(Saved entries)
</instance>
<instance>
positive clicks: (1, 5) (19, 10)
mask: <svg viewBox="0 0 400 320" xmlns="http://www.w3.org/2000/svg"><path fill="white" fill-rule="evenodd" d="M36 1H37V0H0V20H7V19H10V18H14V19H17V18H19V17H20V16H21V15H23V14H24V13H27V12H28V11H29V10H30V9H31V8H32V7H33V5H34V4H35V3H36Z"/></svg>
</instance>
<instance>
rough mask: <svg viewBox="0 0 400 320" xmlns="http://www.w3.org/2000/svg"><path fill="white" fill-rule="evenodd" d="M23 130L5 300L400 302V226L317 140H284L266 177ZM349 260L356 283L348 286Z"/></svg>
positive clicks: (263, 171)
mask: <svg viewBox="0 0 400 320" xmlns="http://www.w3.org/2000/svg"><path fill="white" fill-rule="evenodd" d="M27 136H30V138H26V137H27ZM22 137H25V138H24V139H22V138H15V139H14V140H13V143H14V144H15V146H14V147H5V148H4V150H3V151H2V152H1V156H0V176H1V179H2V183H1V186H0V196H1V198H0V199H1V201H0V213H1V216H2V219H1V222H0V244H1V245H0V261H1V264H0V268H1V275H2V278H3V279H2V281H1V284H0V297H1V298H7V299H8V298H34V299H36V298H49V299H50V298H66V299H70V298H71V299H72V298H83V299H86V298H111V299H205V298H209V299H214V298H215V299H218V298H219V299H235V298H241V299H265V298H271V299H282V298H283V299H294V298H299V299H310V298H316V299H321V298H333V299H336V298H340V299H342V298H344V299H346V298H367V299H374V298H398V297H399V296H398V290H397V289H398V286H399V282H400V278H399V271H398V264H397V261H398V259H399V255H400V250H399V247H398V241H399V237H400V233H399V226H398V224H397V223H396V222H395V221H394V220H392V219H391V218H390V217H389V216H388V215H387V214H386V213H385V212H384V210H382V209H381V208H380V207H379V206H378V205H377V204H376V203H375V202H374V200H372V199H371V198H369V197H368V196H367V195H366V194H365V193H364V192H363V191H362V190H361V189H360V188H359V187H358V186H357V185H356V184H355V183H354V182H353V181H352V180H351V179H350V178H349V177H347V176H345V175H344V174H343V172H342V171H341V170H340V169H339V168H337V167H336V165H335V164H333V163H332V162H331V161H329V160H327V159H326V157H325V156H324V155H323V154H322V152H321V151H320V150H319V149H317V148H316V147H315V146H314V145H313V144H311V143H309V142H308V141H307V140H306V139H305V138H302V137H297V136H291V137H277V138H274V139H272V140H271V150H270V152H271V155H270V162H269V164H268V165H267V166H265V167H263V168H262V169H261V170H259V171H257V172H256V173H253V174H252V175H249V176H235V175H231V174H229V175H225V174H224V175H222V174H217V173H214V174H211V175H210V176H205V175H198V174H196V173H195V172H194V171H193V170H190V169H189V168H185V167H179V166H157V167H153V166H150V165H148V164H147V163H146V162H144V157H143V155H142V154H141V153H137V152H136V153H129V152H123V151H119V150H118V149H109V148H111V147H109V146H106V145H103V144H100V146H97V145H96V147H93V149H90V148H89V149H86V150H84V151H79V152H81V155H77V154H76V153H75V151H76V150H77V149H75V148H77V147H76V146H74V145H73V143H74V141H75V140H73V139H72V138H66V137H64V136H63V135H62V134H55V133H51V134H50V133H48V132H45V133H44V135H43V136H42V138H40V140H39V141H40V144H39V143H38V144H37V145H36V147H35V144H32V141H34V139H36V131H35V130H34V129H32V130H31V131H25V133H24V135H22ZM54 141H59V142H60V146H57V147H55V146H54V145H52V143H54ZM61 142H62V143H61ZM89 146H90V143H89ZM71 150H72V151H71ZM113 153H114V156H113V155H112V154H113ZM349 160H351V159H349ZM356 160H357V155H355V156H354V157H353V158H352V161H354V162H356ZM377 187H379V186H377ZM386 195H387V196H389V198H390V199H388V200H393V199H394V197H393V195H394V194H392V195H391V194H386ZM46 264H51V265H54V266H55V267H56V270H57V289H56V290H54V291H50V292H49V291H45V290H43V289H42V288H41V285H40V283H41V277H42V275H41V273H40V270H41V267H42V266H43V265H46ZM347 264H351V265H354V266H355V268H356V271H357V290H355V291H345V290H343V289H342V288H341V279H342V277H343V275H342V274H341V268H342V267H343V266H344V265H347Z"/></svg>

→ **EXERCISE AIM**:
In full and without change, transcribe every line of the records above.

→ **ANSWER SECTION**:
</instance>
<instance>
positive clicks: (1, 5) (19, 10)
mask: <svg viewBox="0 0 400 320" xmlns="http://www.w3.org/2000/svg"><path fill="white" fill-rule="evenodd" d="M36 1H37V0H0V20H7V19H10V18H14V19H17V18H19V17H20V16H21V15H23V14H24V13H27V12H28V11H29V10H30V9H31V8H32V7H33V5H34V4H35V3H36Z"/></svg>
</instance>
<instance>
rough mask: <svg viewBox="0 0 400 320" xmlns="http://www.w3.org/2000/svg"><path fill="white" fill-rule="evenodd" d="M23 130L5 300L400 302V226L317 140H284L266 177ZM349 260L356 283L348 286Z"/></svg>
positive clicks: (263, 171)
mask: <svg viewBox="0 0 400 320" xmlns="http://www.w3.org/2000/svg"><path fill="white" fill-rule="evenodd" d="M27 136H30V138H26V137H27ZM22 137H25V138H24V139H22V138H15V139H14V140H13V143H14V144H15V146H14V147H5V148H4V150H3V151H2V152H1V156H0V176H1V179H2V183H1V186H0V196H1V198H0V199H1V201H0V213H1V216H2V219H1V222H0V244H1V245H0V261H1V264H0V268H1V275H2V278H3V279H2V281H1V284H0V297H1V298H7V299H8V298H34V299H36V298H49V299H50V298H66V299H70V298H71V299H72V298H83V299H86V298H111V299H205V298H209V299H214V298H215V299H218V298H219V299H235V298H241V299H265V298H271V299H282V298H283V299H294V298H299V299H310V298H316V299H321V298H333V299H336V298H340V299H342V298H344V299H346V298H367V299H374V298H398V297H399V296H398V290H397V289H398V286H399V282H400V278H399V271H398V264H397V261H398V259H399V255H400V250H399V247H398V241H399V237H400V233H399V226H398V224H397V223H396V222H395V221H394V220H392V219H391V218H390V217H389V216H388V215H387V214H386V213H385V212H384V210H382V209H381V208H380V207H379V206H378V205H377V204H376V203H375V202H374V200H372V199H371V198H369V197H368V196H367V195H366V194H365V193H364V192H363V191H362V190H361V189H360V188H359V187H358V186H357V185H356V184H355V183H354V182H353V181H352V180H351V179H350V178H349V177H347V176H345V175H344V174H343V172H342V171H341V170H340V169H339V168H337V167H336V165H335V164H333V163H332V162H331V161H329V160H327V159H326V157H325V156H324V155H323V154H322V152H321V151H320V150H319V149H317V148H316V147H315V146H314V145H313V144H311V143H309V142H308V141H307V140H306V139H305V138H302V137H297V136H291V137H277V138H274V139H272V140H271V150H270V152H271V155H270V162H269V164H268V165H267V166H265V167H263V168H262V169H261V170H259V171H257V172H256V173H253V174H252V175H249V176H235V175H231V174H229V175H225V174H224V175H222V174H217V173H214V174H211V175H210V176H205V175H198V174H196V173H195V172H194V171H193V170H190V169H189V168H185V167H179V166H157V167H153V166H150V165H148V164H147V163H146V162H144V157H143V155H142V154H141V153H137V152H136V153H129V152H123V151H119V150H118V149H109V148H111V147H109V146H106V145H103V144H100V146H97V145H96V147H93V149H90V148H89V149H86V150H84V151H79V152H81V155H77V154H76V153H75V151H76V150H77V149H75V148H77V147H76V146H74V145H73V143H74V141H75V140H73V139H72V138H66V137H64V136H63V135H62V134H55V133H51V134H50V133H48V132H45V133H44V135H43V136H42V138H40V140H39V141H40V144H39V143H38V144H37V145H36V147H35V144H32V141H34V139H36V131H35V130H34V129H32V130H31V131H25V133H24V135H22ZM54 141H59V142H60V146H57V147H55V146H54V145H52V143H54ZM61 142H62V143H61ZM89 146H90V143H89ZM71 150H72V151H71ZM113 153H114V156H113V155H112V154H113ZM349 160H351V159H349ZM356 160H357V155H355V156H354V157H353V158H352V161H354V162H356ZM377 187H379V186H377ZM386 195H387V196H389V198H390V199H388V200H393V199H394V197H393V195H394V194H392V195H391V194H386ZM46 264H51V265H54V266H55V267H56V270H57V289H56V290H54V291H50V292H49V291H45V290H43V289H42V288H41V285H40V283H41V277H42V275H41V273H40V270H41V267H42V266H43V265H46ZM347 264H351V265H354V266H355V268H356V271H357V290H355V291H345V290H343V289H342V288H341V279H342V277H343V275H342V274H341V268H342V267H343V266H344V265H347Z"/></svg>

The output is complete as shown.